• **Aim**: Convert every line of the listing below into a JSON list of strings, one string per line, omitting any blank lines.

Pointing records for named objects:

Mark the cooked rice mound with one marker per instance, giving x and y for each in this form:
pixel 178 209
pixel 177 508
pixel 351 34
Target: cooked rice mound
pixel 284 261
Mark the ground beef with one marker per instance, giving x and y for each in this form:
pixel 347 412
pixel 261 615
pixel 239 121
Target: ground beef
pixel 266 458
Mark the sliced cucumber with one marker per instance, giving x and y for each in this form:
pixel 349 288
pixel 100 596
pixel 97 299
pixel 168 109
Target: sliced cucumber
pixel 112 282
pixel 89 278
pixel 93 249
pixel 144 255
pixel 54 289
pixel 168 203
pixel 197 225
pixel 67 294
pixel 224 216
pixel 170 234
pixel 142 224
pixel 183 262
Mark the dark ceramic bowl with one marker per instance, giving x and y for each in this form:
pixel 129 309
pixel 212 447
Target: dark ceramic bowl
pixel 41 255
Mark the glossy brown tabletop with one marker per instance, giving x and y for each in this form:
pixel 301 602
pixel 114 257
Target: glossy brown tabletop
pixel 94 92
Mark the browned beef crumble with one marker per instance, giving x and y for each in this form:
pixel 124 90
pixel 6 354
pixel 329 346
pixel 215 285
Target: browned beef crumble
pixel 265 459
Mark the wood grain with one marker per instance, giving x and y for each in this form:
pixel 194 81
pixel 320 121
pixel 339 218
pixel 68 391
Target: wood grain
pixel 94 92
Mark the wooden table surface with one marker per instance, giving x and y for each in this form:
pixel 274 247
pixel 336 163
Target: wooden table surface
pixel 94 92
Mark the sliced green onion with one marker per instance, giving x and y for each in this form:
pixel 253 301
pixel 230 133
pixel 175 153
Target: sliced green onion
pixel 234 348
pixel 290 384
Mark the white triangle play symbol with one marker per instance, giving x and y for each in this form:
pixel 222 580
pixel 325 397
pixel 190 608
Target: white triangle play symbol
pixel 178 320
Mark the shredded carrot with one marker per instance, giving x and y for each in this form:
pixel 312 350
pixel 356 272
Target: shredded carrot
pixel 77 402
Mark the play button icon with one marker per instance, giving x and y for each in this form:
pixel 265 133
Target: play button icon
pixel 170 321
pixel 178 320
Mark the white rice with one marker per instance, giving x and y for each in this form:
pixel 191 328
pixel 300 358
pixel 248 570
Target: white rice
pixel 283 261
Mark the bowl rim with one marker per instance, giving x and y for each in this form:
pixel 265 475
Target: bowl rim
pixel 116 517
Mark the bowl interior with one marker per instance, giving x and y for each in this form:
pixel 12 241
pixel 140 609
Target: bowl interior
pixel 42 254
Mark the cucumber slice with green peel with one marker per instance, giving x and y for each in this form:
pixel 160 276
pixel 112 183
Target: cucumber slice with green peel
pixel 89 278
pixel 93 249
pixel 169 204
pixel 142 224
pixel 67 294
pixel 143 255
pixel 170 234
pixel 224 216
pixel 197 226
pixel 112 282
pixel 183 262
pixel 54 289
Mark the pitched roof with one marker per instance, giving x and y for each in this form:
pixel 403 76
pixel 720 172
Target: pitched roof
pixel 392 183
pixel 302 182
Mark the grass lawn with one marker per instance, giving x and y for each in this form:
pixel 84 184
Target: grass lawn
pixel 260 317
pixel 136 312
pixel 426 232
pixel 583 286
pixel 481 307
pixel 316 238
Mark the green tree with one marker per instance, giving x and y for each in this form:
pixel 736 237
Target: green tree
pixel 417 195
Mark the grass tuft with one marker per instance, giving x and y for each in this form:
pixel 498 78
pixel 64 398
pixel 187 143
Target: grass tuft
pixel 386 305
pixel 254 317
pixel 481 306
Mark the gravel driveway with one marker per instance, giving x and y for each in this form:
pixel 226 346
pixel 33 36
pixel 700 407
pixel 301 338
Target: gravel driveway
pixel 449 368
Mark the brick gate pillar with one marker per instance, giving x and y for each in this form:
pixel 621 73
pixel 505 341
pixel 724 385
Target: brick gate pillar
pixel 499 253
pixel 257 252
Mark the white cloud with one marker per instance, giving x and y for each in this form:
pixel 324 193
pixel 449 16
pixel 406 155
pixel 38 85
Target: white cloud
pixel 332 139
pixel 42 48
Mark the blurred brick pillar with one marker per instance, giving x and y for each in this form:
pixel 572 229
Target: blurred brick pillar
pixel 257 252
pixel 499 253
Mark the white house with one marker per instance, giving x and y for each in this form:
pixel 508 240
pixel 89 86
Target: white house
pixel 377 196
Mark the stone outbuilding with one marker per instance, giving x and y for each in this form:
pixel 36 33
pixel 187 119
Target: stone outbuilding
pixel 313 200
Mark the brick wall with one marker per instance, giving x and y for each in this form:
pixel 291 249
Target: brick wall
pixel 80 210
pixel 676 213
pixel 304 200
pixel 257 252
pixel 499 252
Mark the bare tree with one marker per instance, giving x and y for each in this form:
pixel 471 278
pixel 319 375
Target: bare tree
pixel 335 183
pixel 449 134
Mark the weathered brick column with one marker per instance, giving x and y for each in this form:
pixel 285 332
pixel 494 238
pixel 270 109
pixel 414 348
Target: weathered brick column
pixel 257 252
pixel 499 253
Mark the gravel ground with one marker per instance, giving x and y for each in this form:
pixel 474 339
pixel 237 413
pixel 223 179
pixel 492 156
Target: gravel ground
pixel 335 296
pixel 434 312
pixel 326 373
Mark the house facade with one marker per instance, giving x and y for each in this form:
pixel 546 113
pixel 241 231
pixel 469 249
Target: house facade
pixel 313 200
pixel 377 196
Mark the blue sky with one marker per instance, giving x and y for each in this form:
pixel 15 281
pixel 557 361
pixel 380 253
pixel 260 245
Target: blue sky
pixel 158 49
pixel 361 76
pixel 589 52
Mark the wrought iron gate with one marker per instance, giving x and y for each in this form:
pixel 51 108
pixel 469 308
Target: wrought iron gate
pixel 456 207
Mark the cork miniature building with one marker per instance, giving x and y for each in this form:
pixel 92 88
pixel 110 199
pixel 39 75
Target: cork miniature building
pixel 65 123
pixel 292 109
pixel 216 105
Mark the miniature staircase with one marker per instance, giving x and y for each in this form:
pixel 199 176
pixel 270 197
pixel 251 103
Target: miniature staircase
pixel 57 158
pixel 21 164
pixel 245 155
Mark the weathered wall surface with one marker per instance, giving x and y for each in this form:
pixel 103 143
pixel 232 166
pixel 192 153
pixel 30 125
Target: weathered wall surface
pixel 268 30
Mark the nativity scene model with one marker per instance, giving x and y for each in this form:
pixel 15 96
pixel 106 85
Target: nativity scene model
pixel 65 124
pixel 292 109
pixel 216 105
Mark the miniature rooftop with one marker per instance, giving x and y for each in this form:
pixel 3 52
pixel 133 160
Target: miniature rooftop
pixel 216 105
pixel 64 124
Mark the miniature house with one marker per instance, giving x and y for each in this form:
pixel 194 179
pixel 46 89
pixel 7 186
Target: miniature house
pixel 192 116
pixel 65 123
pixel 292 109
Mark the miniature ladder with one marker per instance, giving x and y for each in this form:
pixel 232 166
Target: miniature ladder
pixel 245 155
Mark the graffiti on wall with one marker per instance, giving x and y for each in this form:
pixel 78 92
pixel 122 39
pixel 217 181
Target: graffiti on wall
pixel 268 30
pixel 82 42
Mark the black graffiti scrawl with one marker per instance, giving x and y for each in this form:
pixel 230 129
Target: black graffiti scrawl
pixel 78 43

• **Task output**:
[
  "Mark the cooked rice mound with one marker per instance, giving x and y for each in this form:",
  "pixel 178 209",
  "pixel 177 508",
  "pixel 351 34",
  "Target: cooked rice mound",
  "pixel 284 261",
  "Mark the ground beef with one marker per instance, giving x and y for each in this form:",
  "pixel 347 412",
  "pixel 261 615",
  "pixel 239 121",
  "Target: ground beef",
  "pixel 266 458",
  "Mark the sliced cucumber with one marker per instance, giving x and y for each in this form:",
  "pixel 349 288",
  "pixel 100 596",
  "pixel 97 299",
  "pixel 168 109",
  "Target: sliced cucumber",
  "pixel 112 282",
  "pixel 89 278",
  "pixel 93 249",
  "pixel 144 255",
  "pixel 54 289",
  "pixel 168 203",
  "pixel 197 225",
  "pixel 67 294",
  "pixel 224 216",
  "pixel 170 234",
  "pixel 142 224",
  "pixel 183 262",
  "Mark the dark ceramic bowl with one marker per instance, giving x and y for each in this form:",
  "pixel 129 309",
  "pixel 212 447",
  "Target: dark ceramic bowl",
  "pixel 41 255",
  "Mark the glossy brown tabletop with one marker per instance, giving x and y for each in this form:",
  "pixel 301 602",
  "pixel 114 257",
  "Target: glossy brown tabletop",
  "pixel 94 92",
  "Mark the browned beef crumble with one marker per instance, giving x and y for each in this form:",
  "pixel 124 90",
  "pixel 6 354",
  "pixel 329 346",
  "pixel 215 285",
  "Target: browned beef crumble",
  "pixel 265 459",
  "Mark the wood grain with one marker per instance, giving x and y for each in this form:",
  "pixel 194 81",
  "pixel 320 121",
  "pixel 339 218",
  "pixel 68 391",
  "Target: wood grain",
  "pixel 94 92",
  "Mark the wooden table surface with one marker per instance, giving x and y for each in this form:",
  "pixel 274 247",
  "pixel 336 163",
  "Target: wooden table surface",
  "pixel 94 92",
  "Mark the sliced green onion with one marker per instance, giving x and y for each in this form:",
  "pixel 253 301",
  "pixel 230 133",
  "pixel 175 153",
  "Target: sliced green onion",
  "pixel 234 348",
  "pixel 290 384",
  "Mark the white triangle play symbol with one marker per instance, giving x and y for each in this form:",
  "pixel 222 580",
  "pixel 325 397",
  "pixel 190 608",
  "Target: white triangle play symbol",
  "pixel 178 320",
  "Mark the shredded carrot with one marker per instance, giving x and y for each in this form:",
  "pixel 312 350",
  "pixel 356 272",
  "Target: shredded carrot",
  "pixel 77 402",
  "Mark the play button icon with one marker per instance, giving x and y for each in this form:",
  "pixel 265 133",
  "Target: play button icon",
  "pixel 170 321",
  "pixel 178 320",
  "Mark the white rice with one marker per instance, giving x and y for each in this form:",
  "pixel 191 328",
  "pixel 300 358",
  "pixel 248 570",
  "Target: white rice",
  "pixel 283 261",
  "Mark the bowl rim with one marker per instance, giving x and y for each in this form:",
  "pixel 265 475",
  "Target: bowl rim",
  "pixel 116 517",
  "Mark the bowl interior with one marker per instance, giving x and y for each in this form:",
  "pixel 12 241",
  "pixel 140 609",
  "Target: bowl interior",
  "pixel 42 254",
  "Mark the cucumber slice with green peel with one marker per instance, giving x and y for each in this form:",
  "pixel 160 276",
  "pixel 112 183",
  "Target: cucumber slice with green peel",
  "pixel 89 278",
  "pixel 93 249",
  "pixel 169 204",
  "pixel 142 224",
  "pixel 67 294",
  "pixel 143 255",
  "pixel 170 234",
  "pixel 224 216",
  "pixel 197 226",
  "pixel 112 282",
  "pixel 183 262",
  "pixel 54 289",
  "Mark the pitched roof with one marker per instance, giving x and y for each in this form:",
  "pixel 403 76",
  "pixel 720 172",
  "Target: pitched roof",
  "pixel 392 183",
  "pixel 302 182",
  "Mark the grass lawn with one marker per instance, giving x and y for each in this form:",
  "pixel 84 184",
  "Target: grass lawn",
  "pixel 260 317",
  "pixel 136 312",
  "pixel 426 232",
  "pixel 583 286",
  "pixel 481 307",
  "pixel 316 238",
  "Mark the green tree with one marker per instance, giving x and y for each in this form:",
  "pixel 736 237",
  "Target: green tree",
  "pixel 417 195",
  "Mark the grass tuft with one marker per instance, giving x and y for each in this form:",
  "pixel 498 78",
  "pixel 64 398",
  "pixel 187 143",
  "Target: grass tuft",
  "pixel 386 305",
  "pixel 254 317",
  "pixel 481 306",
  "Mark the gravel driveway with one marker per instance, giving x and y for each in this form:",
  "pixel 226 346",
  "pixel 33 36",
  "pixel 700 407",
  "pixel 301 338",
  "Target: gravel driveway",
  "pixel 449 368",
  "Mark the brick gate pillar with one marker per instance, giving x and y for each in this form:",
  "pixel 621 73",
  "pixel 505 341",
  "pixel 724 385",
  "Target: brick gate pillar",
  "pixel 499 253",
  "pixel 257 252",
  "Mark the white cloud with one marker per instance, giving x and y for each in this form:",
  "pixel 324 193",
  "pixel 449 16",
  "pixel 406 155",
  "pixel 38 85",
  "Target: white cloud",
  "pixel 332 139",
  "pixel 42 48",
  "Mark the blurred brick pillar with one marker per instance, giving x and y for each in this form:",
  "pixel 572 229",
  "Target: blurred brick pillar",
  "pixel 257 252",
  "pixel 499 253",
  "Mark the white house with one marker per instance, giving x and y for each in this form:",
  "pixel 508 240",
  "pixel 89 86",
  "Target: white house",
  "pixel 377 196",
  "Mark the stone outbuilding with one marker per instance, giving x and y for each in this form:",
  "pixel 36 33",
  "pixel 187 119",
  "Target: stone outbuilding",
  "pixel 313 200",
  "Mark the brick wall with one marker per instance, giving x and y for each in this form:",
  "pixel 291 249",
  "Target: brick wall",
  "pixel 80 210",
  "pixel 676 213",
  "pixel 304 200",
  "pixel 257 252",
  "pixel 499 252",
  "Mark the bare tree with one marker per instance, giving x and y for each in this form:",
  "pixel 471 278",
  "pixel 319 375",
  "Target: bare tree",
  "pixel 335 183",
  "pixel 449 134",
  "Mark the weathered brick column with one marker per instance, giving x and y for each in this form:",
  "pixel 285 332",
  "pixel 494 238",
  "pixel 270 109",
  "pixel 414 348",
  "Target: weathered brick column",
  "pixel 257 252",
  "pixel 499 253",
  "Mark the gravel ground with one marker per instance, giving x and y for each in this form:",
  "pixel 474 339",
  "pixel 237 413",
  "pixel 223 179",
  "pixel 492 156",
  "Target: gravel ground",
  "pixel 335 296",
  "pixel 434 312",
  "pixel 326 373",
  "Mark the house facade with one marker per instance, giving x and y for each in this form:",
  "pixel 546 113",
  "pixel 241 231",
  "pixel 469 249",
  "Target: house facade",
  "pixel 313 200",
  "pixel 377 196",
  "Mark the blue sky with one marker per instance, giving x and y for each in this form:",
  "pixel 15 281",
  "pixel 557 361",
  "pixel 380 253",
  "pixel 260 245",
  "Target: blue sky",
  "pixel 158 49",
  "pixel 361 76",
  "pixel 589 52",
  "Mark the wrought iron gate with one marker per instance, giving x and y for each in this form:",
  "pixel 51 108",
  "pixel 469 308",
  "Target: wrought iron gate",
  "pixel 456 207",
  "Mark the cork miniature building with one marker per instance, giving x and y for each in this form:",
  "pixel 92 88",
  "pixel 110 199",
  "pixel 39 75",
  "Target: cork miniature building",
  "pixel 65 123",
  "pixel 292 109",
  "pixel 216 105",
  "Mark the miniature staircase with one marker per instance, giving x and y for each in this form:",
  "pixel 199 176",
  "pixel 270 197",
  "pixel 251 103",
  "Target: miniature staircase",
  "pixel 57 158",
  "pixel 21 164",
  "pixel 245 155",
  "Mark the weathered wall surface with one marker per instance, giving x and y for each in this form:",
  "pixel 103 143",
  "pixel 232 166",
  "pixel 192 153",
  "pixel 30 125",
  "Target: weathered wall surface",
  "pixel 268 30",
  "Mark the nativity scene model with one marker per instance, giving x and y for each in this form:",
  "pixel 15 96",
  "pixel 106 85",
  "Target: nativity scene model",
  "pixel 65 124",
  "pixel 292 109",
  "pixel 216 105",
  "Mark the miniature rooftop with one marker per instance, giving x and y for each in this form:",
  "pixel 3 52",
  "pixel 133 160",
  "Target: miniature rooftop",
  "pixel 216 105",
  "pixel 64 124",
  "Mark the miniature house with one marker per instance, giving x and y for each in this form:",
  "pixel 194 179",
  "pixel 46 89",
  "pixel 7 186",
  "Target: miniature house",
  "pixel 192 116",
  "pixel 65 123",
  "pixel 292 109",
  "Mark the miniature ladder with one marker per instance, giving x and y for each in this form:",
  "pixel 232 166",
  "Target: miniature ladder",
  "pixel 245 155",
  "Mark the graffiti on wall with one marker per instance, giving x and y for each in this form:",
  "pixel 78 92",
  "pixel 122 39",
  "pixel 217 181",
  "Target: graffiti on wall",
  "pixel 268 30",
  "pixel 82 42",
  "Mark the black graffiti scrawl with one marker per instance, giving x and y for each in this form:",
  "pixel 230 129",
  "Target: black graffiti scrawl",
  "pixel 78 43"
]